=== DATA ROWS ===
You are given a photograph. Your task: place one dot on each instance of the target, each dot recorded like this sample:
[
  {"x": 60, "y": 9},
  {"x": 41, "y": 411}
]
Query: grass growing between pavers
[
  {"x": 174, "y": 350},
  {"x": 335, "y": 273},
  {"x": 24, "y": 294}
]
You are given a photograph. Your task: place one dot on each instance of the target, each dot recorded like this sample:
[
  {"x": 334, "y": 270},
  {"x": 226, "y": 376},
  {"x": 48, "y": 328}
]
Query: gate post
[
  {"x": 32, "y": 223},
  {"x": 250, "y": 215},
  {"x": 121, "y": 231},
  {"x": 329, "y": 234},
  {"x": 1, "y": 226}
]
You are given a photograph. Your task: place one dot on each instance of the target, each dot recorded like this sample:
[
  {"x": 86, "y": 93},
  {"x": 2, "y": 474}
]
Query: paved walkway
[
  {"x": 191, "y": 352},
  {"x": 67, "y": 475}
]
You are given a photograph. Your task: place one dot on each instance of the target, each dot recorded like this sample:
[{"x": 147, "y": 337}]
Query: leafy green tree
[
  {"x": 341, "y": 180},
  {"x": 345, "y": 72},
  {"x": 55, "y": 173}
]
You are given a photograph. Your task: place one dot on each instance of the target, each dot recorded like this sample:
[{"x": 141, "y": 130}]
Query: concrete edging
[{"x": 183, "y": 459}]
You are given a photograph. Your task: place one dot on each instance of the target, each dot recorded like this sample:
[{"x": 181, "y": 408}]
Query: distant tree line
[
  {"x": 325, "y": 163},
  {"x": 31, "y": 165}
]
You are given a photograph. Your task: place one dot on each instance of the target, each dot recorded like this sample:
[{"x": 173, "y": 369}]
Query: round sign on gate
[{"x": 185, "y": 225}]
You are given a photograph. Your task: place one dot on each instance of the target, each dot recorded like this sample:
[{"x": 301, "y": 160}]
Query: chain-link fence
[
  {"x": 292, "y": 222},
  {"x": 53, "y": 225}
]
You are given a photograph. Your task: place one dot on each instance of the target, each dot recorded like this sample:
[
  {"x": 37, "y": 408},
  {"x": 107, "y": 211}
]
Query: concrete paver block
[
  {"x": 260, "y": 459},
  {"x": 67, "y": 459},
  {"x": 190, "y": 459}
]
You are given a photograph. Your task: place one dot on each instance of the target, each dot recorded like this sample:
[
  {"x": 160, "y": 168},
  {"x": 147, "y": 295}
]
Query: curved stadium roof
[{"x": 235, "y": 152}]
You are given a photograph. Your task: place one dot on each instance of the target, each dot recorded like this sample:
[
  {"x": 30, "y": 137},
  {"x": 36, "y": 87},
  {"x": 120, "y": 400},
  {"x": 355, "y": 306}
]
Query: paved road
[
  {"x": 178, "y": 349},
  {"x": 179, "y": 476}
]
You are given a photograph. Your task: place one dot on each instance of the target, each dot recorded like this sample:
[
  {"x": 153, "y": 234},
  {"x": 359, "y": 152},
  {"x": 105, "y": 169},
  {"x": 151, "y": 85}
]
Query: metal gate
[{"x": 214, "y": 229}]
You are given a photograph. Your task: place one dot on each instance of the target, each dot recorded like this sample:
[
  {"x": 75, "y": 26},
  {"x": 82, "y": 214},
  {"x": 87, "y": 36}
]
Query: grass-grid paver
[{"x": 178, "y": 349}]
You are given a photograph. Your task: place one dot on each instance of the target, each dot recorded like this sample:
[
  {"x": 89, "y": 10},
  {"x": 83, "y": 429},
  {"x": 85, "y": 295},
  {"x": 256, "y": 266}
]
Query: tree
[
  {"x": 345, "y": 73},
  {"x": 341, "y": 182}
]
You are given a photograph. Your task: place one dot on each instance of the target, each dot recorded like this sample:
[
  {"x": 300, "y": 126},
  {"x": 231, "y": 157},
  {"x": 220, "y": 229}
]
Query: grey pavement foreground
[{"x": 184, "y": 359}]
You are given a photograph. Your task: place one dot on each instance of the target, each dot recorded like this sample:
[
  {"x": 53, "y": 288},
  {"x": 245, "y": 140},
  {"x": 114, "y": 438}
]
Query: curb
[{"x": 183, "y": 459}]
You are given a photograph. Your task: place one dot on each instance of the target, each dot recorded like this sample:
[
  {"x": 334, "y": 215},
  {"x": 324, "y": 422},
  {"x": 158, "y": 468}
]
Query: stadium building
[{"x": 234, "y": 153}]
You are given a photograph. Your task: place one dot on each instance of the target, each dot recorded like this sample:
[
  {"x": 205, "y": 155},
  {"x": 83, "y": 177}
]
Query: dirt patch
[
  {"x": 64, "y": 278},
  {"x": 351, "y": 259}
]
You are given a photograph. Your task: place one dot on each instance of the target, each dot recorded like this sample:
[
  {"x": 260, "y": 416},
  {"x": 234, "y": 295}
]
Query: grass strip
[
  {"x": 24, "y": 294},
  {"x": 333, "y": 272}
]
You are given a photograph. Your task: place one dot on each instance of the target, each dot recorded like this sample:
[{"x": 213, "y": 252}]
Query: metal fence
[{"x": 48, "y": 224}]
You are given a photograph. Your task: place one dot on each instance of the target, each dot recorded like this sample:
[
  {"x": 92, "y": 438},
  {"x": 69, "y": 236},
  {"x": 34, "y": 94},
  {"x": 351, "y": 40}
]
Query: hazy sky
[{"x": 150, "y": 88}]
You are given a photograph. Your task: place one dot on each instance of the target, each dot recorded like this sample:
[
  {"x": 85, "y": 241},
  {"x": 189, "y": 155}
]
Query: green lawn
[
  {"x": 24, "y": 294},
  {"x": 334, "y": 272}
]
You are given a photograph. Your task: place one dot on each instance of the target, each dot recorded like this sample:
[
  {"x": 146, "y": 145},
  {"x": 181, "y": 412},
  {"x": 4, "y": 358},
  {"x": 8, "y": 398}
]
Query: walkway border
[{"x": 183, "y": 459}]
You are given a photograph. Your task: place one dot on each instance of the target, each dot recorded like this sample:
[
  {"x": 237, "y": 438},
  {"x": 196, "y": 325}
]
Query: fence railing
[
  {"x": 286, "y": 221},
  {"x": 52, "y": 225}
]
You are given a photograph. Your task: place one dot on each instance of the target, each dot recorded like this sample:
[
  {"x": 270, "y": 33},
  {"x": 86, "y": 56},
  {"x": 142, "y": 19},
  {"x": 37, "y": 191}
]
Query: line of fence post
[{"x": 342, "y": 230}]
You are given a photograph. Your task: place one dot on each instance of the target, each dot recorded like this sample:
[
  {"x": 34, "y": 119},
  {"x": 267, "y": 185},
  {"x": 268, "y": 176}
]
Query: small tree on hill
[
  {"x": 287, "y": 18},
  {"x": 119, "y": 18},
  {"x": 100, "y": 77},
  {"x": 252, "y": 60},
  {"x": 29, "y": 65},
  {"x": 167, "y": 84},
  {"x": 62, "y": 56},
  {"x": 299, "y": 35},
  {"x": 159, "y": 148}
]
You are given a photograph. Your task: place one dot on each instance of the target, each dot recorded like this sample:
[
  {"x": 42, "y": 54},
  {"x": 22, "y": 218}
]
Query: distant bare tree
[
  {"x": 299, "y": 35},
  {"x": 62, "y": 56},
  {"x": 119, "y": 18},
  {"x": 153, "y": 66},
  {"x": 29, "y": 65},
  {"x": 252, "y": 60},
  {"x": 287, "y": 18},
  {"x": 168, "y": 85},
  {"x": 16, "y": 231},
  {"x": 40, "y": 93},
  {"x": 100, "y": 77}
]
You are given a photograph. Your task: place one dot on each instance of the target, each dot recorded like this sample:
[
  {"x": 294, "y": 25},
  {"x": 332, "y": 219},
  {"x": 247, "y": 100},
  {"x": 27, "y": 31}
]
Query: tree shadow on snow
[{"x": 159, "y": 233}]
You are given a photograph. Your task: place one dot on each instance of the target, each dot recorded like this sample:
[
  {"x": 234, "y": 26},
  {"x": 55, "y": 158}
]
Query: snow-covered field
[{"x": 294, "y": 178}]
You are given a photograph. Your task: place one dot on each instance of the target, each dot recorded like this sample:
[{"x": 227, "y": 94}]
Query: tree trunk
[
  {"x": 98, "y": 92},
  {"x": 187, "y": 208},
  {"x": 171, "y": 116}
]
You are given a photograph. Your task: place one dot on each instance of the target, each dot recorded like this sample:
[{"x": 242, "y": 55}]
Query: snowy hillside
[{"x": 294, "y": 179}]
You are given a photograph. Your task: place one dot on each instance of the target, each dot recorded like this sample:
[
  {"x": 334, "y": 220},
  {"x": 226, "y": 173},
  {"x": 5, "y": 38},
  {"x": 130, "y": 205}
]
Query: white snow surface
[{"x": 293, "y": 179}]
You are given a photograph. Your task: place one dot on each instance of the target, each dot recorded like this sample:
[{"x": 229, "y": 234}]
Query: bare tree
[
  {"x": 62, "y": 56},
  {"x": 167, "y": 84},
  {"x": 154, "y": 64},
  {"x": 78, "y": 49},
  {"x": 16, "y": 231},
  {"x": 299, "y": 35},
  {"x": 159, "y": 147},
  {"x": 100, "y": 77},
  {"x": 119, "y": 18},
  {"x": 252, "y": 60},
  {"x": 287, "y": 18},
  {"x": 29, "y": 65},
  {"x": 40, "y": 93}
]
===
GIVEN REQUEST:
Please report every line of the data above that contains the word "grass", copying each such line in full.

RESULT OF THE EXERCISE:
Query: grass growing between pavers
Query: grass-grid paver
Query: grass strip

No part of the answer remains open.